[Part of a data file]
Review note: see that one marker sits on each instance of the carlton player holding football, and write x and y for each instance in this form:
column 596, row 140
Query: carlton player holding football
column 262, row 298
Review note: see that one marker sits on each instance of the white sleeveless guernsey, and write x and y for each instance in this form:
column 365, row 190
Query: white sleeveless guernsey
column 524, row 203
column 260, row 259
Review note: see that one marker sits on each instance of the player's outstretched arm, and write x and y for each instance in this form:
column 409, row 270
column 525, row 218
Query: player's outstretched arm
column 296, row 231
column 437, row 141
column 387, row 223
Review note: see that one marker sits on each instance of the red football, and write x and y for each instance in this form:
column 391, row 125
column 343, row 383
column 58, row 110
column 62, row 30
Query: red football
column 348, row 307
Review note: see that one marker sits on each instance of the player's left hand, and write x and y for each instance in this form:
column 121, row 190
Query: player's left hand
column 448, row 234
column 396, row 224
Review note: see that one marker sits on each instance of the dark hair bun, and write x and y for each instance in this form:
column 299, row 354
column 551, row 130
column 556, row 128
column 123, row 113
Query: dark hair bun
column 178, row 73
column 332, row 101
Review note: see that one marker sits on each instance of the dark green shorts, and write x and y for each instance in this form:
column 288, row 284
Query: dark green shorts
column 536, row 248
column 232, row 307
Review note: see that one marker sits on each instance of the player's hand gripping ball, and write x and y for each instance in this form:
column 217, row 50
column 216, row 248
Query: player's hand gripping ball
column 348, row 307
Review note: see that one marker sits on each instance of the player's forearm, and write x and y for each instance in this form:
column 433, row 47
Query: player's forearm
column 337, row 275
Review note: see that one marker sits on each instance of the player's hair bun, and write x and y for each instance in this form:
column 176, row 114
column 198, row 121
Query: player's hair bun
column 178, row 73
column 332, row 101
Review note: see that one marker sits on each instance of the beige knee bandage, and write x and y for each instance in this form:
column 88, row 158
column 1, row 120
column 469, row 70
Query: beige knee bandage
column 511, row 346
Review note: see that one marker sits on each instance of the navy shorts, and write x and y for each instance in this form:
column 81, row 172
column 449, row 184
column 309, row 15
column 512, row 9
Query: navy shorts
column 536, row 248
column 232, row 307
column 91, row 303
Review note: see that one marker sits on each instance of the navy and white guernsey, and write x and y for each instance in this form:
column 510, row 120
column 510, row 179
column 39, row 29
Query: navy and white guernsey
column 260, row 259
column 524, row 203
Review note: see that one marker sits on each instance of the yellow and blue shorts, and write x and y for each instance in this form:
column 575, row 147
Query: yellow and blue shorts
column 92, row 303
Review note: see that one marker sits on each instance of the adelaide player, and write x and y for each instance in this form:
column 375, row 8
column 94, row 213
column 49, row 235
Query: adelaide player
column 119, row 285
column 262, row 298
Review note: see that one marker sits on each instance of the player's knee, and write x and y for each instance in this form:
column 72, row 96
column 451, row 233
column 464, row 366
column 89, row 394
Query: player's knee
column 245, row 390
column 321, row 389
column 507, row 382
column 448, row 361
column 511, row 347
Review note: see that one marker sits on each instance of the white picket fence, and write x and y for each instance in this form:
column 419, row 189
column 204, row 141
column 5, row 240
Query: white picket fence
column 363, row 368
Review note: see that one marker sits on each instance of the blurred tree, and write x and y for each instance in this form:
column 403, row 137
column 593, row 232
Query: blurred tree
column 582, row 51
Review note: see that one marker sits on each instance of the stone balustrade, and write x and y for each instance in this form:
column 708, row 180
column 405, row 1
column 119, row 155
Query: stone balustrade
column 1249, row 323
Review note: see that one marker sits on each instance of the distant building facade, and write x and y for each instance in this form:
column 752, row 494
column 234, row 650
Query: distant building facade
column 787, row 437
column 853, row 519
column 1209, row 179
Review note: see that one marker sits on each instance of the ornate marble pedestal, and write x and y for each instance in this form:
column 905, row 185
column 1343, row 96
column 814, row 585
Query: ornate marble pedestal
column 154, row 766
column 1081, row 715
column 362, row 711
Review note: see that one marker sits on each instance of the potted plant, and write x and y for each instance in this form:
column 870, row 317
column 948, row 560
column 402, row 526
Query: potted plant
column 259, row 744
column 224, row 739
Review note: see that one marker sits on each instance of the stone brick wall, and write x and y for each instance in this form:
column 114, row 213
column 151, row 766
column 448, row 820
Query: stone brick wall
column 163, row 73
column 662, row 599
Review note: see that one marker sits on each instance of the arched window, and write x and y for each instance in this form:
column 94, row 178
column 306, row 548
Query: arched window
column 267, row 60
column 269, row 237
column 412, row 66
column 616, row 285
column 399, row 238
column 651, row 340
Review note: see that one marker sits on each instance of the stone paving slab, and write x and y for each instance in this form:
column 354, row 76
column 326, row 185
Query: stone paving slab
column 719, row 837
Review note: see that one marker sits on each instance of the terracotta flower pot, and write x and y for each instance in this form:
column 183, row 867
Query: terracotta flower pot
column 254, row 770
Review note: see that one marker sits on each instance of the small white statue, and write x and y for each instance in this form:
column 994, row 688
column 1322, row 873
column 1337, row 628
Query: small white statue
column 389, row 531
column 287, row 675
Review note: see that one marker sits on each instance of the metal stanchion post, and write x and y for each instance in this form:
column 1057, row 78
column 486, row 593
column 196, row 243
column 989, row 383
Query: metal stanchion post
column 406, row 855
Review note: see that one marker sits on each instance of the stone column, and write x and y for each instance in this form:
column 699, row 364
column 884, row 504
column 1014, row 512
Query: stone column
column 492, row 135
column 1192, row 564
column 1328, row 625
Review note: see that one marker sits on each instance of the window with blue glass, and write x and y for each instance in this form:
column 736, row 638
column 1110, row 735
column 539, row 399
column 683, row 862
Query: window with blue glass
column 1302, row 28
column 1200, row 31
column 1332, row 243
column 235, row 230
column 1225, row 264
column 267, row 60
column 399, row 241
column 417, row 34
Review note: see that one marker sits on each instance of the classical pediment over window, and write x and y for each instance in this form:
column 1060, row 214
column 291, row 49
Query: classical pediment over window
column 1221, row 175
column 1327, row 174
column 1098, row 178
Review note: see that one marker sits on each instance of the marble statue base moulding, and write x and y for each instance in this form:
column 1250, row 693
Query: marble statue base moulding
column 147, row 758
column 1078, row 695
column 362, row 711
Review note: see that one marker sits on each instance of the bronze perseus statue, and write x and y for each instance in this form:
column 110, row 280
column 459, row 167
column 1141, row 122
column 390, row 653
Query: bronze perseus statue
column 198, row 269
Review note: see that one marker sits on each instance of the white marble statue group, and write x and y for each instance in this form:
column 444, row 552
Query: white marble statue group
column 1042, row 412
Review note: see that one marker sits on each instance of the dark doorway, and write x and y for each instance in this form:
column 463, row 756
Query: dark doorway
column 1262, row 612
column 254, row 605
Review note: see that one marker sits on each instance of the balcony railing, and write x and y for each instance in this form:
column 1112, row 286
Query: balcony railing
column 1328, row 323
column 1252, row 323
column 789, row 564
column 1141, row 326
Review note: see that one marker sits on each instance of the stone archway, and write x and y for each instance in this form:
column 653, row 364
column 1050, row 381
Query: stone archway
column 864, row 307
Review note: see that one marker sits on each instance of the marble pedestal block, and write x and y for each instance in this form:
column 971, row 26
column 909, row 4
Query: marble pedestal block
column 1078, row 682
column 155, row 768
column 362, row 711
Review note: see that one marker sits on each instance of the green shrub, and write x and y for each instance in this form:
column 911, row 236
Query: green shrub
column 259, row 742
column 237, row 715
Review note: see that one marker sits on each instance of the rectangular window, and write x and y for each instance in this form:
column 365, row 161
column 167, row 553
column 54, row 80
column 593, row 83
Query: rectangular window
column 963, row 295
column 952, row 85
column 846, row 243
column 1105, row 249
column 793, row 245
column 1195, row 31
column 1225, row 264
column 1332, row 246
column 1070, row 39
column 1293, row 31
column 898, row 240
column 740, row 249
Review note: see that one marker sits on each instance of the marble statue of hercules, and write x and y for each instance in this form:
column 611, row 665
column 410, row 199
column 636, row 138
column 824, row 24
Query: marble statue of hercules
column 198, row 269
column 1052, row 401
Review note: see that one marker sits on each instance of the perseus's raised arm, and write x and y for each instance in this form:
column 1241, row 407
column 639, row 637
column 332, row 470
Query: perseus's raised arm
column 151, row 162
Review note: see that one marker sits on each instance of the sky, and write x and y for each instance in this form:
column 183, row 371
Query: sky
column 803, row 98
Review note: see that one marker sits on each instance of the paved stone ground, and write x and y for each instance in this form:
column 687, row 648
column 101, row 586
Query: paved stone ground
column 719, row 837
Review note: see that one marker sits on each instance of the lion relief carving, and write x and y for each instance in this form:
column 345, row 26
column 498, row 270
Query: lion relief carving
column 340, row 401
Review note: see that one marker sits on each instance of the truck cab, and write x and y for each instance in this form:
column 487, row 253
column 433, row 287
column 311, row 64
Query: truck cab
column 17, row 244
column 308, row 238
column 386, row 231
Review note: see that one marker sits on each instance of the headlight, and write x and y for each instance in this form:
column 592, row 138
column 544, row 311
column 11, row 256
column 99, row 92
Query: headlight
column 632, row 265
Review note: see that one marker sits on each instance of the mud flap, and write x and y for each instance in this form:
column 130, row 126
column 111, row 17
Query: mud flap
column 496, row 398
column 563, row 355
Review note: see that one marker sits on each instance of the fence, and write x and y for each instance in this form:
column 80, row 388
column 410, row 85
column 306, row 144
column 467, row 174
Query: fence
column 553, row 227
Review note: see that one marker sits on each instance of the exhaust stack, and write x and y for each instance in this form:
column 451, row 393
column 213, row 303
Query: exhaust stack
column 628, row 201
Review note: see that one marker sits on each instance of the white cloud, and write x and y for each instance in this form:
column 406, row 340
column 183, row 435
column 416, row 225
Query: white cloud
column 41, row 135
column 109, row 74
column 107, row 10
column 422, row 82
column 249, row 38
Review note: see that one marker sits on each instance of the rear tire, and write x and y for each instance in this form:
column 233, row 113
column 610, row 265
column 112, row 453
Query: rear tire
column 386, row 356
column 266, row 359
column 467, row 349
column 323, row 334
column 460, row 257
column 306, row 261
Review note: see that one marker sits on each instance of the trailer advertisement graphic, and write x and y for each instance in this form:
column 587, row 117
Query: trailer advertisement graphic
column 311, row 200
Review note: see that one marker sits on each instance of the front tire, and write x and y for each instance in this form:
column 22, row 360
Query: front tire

• Task brief:
Express the entries starting at the line that contains "the fence, and" and ending at the line that contains "column 553, row 227" as a JSON list of strings, with one string per line and no blank lines.

• Solution to the problem:
[
  "Review note: see that one marker sits on each instance of the fence, and write x and y for each instance in this form:",
  "column 80, row 388",
  "column 410, row 85",
  "column 306, row 144",
  "column 467, row 174",
  "Query: fence",
  "column 553, row 227"
]